WHAT YOU NEED TO DO
Find the lines below holding the word "beer" and copy each of them.

DATASET CONTENT
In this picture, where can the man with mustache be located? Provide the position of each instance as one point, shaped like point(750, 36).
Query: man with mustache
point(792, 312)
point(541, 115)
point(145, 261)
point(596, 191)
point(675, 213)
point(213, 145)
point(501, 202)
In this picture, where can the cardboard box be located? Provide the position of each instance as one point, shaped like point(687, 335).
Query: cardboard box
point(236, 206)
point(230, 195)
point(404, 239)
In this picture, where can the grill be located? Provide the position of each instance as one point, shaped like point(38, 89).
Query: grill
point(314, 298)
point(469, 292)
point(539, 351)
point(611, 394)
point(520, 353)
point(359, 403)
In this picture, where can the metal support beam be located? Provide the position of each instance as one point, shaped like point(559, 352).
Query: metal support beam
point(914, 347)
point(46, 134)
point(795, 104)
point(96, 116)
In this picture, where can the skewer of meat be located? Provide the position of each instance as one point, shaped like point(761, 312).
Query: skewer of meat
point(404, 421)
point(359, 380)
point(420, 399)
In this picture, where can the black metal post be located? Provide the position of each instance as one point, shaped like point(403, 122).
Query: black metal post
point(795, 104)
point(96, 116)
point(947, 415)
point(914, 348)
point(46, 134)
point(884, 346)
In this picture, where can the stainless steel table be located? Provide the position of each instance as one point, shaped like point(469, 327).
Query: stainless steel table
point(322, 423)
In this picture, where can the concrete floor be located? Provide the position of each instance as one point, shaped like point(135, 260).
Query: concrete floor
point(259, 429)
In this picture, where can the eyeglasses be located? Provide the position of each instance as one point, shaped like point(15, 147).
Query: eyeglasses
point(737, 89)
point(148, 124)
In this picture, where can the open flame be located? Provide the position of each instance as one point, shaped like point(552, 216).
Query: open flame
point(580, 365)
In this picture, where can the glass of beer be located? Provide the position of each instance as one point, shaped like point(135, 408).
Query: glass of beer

TASK RESULT
In this picture, where can the glass of beer be located? Provide the position of each instance as one point, shaped like point(135, 408).
Query: glass of beer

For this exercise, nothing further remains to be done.